Start of Text provided

Re: Can't mount degraded. How to remove/add drives OFFLINE?

2015-08-14 Thread Timothy Normand Miller
I'm not sure my situation is quite like the one you linked, so here's
my bug report:

https://bugzilla.kernel.org/show_bug.cgi?id=102881

On Fri, Aug 14, 2015 at 2:44 PM, Chris Murphy li...@colorremedies.com wrote:
 On Fri, Aug 14, 2015 at 12:12 PM, Timothy Normand Miller
 theo...@gmail.com wrote:
 Sorry about that empty email.  I hit a wrong key, and gmail decided to send.

 Anyhow, my replacement drive is going to arrive this evening, and I
 need to know how to add it to my btrfs array.  Here's the situation:

 - I had a drive fail, so I removed it and mounted degraded.
 - I hooked up a replacement drive, did an add on that one, and did a
 delete missing.
 - During the rebalance, the replacement drive failed, there were OOPSes, etc.
 - Now, although all of my data is there, I can't mount degraded,
 because btrfs is complaining that too many devices are missing (3 are
 there, but it sees 2 missing).

 It might be related to this (long) bug:
 https://bugzilla.kernel.org/show_bug.cgi?id=92641

 While Btrfs RAID 1 can tolerate only a single device failure, what you
 have is an in-progress rebuild of a missing device. If it becomes
 missing, the volume should be no worse off than it was before. But
 Btrfs doesn't see it this way, instead is sees this as two separate
 missing devices and now too many devices missing and it refuses to
 proceed. And there's no mechanism to remove missing devices unless you
 can mount rw. So it's stuck.


 So I could use some help with cleaning up this mess.  All the data is
 there, so I need to know how to either force it to mount degraded, or
 add and remove devices offline.  Where do I begin?

 You can try to ask on IRC. I have no ideas for this scenario, I've
 tried and failed. My case was throw away, what should still be
 possible is using btrfs restore.


 Also, doesn't it seem a bit arbitrary that there are too many
 missing, when all of the data is there?  If I understand correctly,
 all four drives in my RAID1 should all have copies of the metadata,

 No that's not correct. RAID 1 means 2 copies of metadata. In a 4
 device RAID 1 that's still only 2 copies. It is not n-way RAID 1.

 But that doesn't matter here, the problem is that Btrfs has a narrow
 idea of the volume, it assumes without context that once the number of
 devices is below the minimum, the volume can't be mounted. In reality,
 an exception exists if the failure is for an in-progress rebuild of a
 missing drive. That drive failing should mean the volume is no worse
 off than before but Btrfs doesn't know that.

 Pretty sure about that anyway.


 and of the remaining three good drives, there should be one or two
 copies of every data block.  So it's all there, but btrfs has decided,
 based on the NUMBER of missing devices, that it won't mount.
 Shouldn't it refuse to mount if it knows there is data missing?  For
 that matter, why should it even refuse in that case?  So some data
 might missing, so it should throw some errors if you try to access
 that missing data.  Right?

 I think no data is missing, no metadata is missing, and Btrfs is
 confused and stuck in this case.

End of Text provided

Job A: List every dash-marked point in the btrfs thread that describes the drive situation.
Job B: Extend the btrfs thread, starting after its final sentence.
The rows that come after the btrfs thread are separate material.

Start of Information supplied

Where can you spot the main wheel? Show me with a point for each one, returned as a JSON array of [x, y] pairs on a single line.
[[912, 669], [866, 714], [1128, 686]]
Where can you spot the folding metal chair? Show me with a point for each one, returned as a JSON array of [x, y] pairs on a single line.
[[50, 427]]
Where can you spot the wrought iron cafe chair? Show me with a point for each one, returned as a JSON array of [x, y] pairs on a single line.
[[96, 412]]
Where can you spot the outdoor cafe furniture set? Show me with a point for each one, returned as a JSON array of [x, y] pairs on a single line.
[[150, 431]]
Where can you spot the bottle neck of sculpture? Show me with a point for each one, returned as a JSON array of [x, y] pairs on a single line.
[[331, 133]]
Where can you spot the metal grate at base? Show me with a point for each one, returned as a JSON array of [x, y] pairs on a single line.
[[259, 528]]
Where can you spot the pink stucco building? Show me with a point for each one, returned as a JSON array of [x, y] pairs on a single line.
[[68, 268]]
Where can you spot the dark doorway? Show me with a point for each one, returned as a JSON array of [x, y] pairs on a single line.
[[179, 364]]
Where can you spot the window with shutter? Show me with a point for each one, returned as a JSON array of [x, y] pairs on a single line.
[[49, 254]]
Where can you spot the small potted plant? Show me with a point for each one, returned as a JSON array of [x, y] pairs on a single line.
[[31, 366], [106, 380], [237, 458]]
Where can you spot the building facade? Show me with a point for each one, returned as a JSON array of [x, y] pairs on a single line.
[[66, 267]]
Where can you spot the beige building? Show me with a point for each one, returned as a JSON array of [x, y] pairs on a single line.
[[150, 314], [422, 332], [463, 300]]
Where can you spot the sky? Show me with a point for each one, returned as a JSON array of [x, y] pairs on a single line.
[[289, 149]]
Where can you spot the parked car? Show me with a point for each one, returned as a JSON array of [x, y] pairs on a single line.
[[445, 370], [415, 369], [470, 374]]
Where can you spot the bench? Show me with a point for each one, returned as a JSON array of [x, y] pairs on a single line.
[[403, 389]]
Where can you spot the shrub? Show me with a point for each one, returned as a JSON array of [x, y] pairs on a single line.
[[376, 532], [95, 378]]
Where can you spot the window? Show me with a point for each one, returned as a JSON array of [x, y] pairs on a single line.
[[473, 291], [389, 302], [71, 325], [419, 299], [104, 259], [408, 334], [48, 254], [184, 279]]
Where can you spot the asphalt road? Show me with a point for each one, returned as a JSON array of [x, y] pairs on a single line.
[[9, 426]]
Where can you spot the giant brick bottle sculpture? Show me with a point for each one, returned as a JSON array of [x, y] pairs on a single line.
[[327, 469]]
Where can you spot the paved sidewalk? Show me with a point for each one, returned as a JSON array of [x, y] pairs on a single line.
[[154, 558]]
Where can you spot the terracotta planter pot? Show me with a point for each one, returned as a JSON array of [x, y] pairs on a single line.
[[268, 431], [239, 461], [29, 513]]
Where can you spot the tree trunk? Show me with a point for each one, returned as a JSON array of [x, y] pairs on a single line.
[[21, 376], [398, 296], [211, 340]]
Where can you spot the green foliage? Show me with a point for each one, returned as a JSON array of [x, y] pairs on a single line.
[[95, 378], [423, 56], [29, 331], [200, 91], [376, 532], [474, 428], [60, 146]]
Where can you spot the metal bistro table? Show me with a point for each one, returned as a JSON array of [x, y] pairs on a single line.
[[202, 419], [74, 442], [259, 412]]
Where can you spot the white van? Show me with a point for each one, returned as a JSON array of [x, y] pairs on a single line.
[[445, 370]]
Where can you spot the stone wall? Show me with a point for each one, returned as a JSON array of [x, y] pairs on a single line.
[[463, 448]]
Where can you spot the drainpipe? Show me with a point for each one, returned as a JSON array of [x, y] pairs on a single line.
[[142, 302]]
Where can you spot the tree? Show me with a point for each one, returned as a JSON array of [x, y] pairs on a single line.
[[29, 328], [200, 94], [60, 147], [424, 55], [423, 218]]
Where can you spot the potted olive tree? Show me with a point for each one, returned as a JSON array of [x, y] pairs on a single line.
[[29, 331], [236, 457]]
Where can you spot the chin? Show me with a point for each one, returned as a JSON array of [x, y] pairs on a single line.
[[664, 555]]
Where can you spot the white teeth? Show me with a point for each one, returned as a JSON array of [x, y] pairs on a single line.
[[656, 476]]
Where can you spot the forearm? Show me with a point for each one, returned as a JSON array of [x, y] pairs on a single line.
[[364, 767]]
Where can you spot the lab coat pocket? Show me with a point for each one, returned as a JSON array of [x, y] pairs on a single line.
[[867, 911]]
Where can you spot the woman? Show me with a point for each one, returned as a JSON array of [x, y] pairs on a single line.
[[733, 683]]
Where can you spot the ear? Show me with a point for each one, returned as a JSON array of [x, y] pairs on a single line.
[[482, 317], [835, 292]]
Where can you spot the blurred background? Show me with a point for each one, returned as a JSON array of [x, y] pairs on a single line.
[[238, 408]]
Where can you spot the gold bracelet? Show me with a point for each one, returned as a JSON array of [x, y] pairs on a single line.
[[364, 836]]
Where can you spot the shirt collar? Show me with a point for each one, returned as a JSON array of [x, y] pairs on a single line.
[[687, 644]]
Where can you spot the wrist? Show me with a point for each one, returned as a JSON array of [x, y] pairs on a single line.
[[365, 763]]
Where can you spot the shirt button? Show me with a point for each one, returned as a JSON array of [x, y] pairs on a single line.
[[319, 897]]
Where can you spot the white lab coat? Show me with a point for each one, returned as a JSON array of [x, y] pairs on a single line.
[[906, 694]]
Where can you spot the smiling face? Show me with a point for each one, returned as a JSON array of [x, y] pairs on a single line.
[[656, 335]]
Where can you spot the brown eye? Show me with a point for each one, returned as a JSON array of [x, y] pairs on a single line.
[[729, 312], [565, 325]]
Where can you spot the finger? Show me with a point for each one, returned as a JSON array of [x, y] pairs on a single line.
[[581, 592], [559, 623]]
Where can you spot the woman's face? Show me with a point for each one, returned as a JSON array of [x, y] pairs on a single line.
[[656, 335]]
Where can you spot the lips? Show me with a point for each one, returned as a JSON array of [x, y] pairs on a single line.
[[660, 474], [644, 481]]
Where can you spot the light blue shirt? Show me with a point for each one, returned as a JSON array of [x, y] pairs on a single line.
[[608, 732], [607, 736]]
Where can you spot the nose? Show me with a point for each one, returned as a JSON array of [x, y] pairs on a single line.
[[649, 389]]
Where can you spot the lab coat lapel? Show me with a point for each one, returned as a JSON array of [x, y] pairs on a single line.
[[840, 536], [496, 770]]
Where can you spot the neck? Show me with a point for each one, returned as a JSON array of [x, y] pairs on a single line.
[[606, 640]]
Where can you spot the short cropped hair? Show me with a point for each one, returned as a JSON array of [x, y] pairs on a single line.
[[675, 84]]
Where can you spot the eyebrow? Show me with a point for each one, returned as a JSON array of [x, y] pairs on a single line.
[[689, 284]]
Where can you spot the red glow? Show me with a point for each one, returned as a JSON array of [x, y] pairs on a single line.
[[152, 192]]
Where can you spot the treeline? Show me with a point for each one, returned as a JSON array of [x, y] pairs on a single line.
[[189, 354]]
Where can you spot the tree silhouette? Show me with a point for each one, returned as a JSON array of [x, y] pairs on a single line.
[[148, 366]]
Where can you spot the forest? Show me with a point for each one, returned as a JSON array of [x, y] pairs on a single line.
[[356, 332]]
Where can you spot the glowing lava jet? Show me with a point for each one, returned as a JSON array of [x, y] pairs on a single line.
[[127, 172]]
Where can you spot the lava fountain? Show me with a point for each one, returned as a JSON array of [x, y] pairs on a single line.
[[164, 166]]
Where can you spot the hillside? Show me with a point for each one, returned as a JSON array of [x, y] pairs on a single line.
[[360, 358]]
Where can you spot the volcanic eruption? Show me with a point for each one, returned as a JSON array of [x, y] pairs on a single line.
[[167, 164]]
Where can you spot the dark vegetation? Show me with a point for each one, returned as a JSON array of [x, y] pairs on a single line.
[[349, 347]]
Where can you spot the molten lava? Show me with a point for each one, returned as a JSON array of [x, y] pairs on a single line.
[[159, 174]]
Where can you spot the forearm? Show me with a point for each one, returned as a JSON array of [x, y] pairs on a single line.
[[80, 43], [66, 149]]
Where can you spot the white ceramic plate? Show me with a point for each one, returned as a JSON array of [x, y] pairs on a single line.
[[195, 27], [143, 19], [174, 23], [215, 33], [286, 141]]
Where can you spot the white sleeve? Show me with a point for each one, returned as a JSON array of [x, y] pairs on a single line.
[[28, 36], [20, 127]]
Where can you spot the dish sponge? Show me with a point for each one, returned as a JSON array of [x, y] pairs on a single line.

End of Information supplied

Task answer A:
- A drive failed, so it was removed and the array was mounted degraded.
- A replacement drive was hooked up, added, and a delete missing was run.
- During the rebalance, the replacement drive failed, and there were OOPSes.
- All the data is still there, but the array can't be mounted degraded because btrfs says too many devices are missing (3 are there, but it sees 2 missing).

Task answer B:
 --
 Chris Murphy



-- 
Timothy Normand Miller, PhD
Assistant Professor of Computer Science, Binghamton University
http://www.cs.binghamton.edu/~millerti/
Open Graphics Project
--
To unsubscribe from this list: send the line unsubscribe linux-btrfs in
the body of a message to majord...@vger.kernel.org
More majordomo info at  http://vger.kernel.org/majordomo-info.html


Re: Can't mount degraded. How to remove/add drives OFFLINE?

2015-08-14 Thread Chris Murphy
On Fri, Aug 14, 2015 at 1:03 PM, Timothy Normand Miller
theo...@gmail.com wrote:
 I'm not sure my situation is quite like the one you linked, so here's
 my bug report:

 https://bugzilla.kernel.org/show_bug.cgi?id=102881

I can easily reproduce with just 2 device RAID. I updated the bug.
It's best these are separate bugs, but I think the underlying problems
are related.

The work around is to mount -o ro,degraded, and then move data to a
new Btrfs volume with btrfs send/receive or conventional copy for data
that's not already in a read-only snapshot.


-- 
Chris Murphy
--
To unsubscribe from this list: send the line unsubscribe linux-btrfs in
the body of a message to majord...@vger.kernel.org
More majordomo info at  http://vger.kernel.org/majordomo-info.html


Re: Can't mount degraded. How to remove/add drives OFFLINE?

2015-08-14 Thread Chris Murphy
On Fri, Aug 14, 2015 at 12:12 PM, Timothy Normand Miller
theo...@gmail.com wrote:
 Sorry about that empty email.  I hit a wrong key, and gmail decided to send.

 Anyhow, my replacement drive is going to arrive this evening, and I
 need to know how to add it to my btrfs array.  Here's the situation:

 - I had a drive fail, so I removed it and mounted degraded.
 - I hooked up a replacement drive, did an add on that one, and did a
 delete missing.
 - During the rebalance, the replacement drive failed, there were OOPSes, etc.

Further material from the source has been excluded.